> [Document source]:
_ _ _ _ _

Une tentative de mariage d’amour

Quid du mariage d’amour à la fin du Moyen Âge et durant la Première modernité ? Marcos MARINHO FERNANDES nous propose d’observer au plus près une relation amoureuse secrète qui dura presque deux ans entre une princesse, Eléonore de Habsbourg et un prince allemand, Frédéric de Palatinat. Ce projet, qui se fait dans le dos de l’empereur Charles Quint, marque un écart flagrant avec la norme des projets de mariages royaux « basés sur des critères dynastiques et sur une stratégie diplomatique ». Lorsque des courtisans (rivaux de Frédéric de Palatinat) apprennent à l’empereur cette histoire de cœur, les deux amoureux doivent renoncer par écrit à leurs promesses de mariage ; Frédéric est banni de la cour de l’empereur ; Eléonore est mariée au roi du Portugal. L’article demeure intéressant en cela qu’il révèle une perception toute féminine des projets de mariage, qui laisserait une petite liberté de consentement aux princesses : Eléonore a longtemps cru ce mariage possible !

_ _ _ _ _

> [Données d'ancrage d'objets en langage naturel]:
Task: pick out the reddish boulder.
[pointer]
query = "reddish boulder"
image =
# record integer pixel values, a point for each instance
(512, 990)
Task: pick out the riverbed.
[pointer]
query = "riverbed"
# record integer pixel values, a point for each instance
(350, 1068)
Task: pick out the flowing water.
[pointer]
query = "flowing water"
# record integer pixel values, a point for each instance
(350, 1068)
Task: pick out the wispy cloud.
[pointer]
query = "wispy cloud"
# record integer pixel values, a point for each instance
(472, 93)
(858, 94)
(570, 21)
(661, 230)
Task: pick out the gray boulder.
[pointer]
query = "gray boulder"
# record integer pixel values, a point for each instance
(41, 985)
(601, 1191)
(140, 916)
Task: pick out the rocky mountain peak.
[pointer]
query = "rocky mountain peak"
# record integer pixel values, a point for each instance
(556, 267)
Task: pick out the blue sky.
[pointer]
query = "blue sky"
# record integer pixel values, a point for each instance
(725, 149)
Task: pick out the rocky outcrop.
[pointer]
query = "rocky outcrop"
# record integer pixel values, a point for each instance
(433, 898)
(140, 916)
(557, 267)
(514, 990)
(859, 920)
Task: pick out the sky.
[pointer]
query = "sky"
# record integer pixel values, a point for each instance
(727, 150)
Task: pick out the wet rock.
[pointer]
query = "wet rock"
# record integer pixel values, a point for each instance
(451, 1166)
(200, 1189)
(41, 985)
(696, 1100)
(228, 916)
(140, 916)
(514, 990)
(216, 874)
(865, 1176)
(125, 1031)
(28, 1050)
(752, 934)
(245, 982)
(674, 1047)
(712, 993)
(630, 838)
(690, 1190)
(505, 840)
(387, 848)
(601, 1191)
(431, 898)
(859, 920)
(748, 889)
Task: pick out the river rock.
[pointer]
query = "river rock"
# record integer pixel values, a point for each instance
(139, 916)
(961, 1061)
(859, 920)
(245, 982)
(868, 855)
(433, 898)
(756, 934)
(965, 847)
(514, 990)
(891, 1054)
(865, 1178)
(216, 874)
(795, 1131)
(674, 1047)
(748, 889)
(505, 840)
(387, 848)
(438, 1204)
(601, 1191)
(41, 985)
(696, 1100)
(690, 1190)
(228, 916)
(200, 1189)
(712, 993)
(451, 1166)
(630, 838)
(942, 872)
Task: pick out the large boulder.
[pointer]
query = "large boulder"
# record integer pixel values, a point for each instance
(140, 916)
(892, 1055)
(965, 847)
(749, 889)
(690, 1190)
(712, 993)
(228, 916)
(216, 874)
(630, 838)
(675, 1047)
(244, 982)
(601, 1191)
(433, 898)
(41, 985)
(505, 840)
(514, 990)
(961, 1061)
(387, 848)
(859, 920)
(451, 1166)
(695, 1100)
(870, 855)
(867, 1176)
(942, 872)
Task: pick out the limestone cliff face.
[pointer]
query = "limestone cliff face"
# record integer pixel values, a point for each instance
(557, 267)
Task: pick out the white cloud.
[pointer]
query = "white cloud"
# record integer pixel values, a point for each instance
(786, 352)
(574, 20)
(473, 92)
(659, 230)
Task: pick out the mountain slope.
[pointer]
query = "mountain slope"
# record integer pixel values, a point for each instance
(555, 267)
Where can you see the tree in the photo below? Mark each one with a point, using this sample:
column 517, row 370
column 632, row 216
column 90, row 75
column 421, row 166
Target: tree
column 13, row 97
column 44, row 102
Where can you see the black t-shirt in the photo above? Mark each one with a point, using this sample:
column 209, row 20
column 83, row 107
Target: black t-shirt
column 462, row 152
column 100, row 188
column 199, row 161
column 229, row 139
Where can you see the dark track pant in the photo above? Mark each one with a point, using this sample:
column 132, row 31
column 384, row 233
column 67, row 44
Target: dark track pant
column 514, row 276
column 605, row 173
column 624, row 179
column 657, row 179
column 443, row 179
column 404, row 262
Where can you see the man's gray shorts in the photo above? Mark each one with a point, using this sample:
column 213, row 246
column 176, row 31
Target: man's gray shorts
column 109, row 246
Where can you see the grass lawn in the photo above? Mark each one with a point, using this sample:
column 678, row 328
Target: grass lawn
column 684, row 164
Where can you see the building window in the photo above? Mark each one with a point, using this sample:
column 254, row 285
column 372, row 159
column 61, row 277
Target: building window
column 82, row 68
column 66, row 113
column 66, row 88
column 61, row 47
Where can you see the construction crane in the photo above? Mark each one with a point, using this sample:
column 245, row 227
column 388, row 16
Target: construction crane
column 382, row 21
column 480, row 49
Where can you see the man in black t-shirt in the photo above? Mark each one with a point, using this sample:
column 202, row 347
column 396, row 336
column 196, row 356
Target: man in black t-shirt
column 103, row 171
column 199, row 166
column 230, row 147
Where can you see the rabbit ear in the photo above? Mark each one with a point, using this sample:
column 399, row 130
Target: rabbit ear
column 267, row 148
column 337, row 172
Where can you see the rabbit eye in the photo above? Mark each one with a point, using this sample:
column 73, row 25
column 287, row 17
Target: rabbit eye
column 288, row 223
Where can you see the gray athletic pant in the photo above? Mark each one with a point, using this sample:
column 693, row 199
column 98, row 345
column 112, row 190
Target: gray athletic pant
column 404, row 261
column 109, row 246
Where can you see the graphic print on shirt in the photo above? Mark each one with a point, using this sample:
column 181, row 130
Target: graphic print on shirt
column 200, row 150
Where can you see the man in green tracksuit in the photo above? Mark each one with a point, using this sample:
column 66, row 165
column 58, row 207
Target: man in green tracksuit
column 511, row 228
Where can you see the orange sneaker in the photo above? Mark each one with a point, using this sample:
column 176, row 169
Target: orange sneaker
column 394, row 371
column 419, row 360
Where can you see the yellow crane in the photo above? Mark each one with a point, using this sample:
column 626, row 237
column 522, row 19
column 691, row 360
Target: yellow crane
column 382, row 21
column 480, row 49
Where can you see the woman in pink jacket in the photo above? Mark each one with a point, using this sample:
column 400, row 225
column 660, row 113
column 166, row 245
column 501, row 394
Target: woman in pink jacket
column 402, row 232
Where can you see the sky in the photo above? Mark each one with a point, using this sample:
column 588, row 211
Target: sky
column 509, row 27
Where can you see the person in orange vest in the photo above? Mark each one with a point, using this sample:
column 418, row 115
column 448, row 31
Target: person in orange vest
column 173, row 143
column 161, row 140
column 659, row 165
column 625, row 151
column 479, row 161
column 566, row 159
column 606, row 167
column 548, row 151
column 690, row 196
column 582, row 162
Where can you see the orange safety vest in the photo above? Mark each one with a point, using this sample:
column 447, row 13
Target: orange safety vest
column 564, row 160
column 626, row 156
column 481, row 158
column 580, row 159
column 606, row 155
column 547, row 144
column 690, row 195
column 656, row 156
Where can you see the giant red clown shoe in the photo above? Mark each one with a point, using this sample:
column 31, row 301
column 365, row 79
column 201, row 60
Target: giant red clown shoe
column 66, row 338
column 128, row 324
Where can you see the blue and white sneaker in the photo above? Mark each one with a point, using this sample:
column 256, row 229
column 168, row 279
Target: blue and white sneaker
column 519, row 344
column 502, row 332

_ _ _ _ _

Répondez à ces questions à partir du document source :
(a) Combien de temps dura la relation secrète entre Eléonore de Habsbourg et Frédéric de Palatinat ?
(b) Qui apprend cette histoire de cœur à l'empereur ?
(c) Qui Eléonore épouse-t-elle finalement ?

(a) Presque deux ans.
(b) Des courtisans, rivaux de Frédéric de Palatinat.
(c) Le roi du Portugal.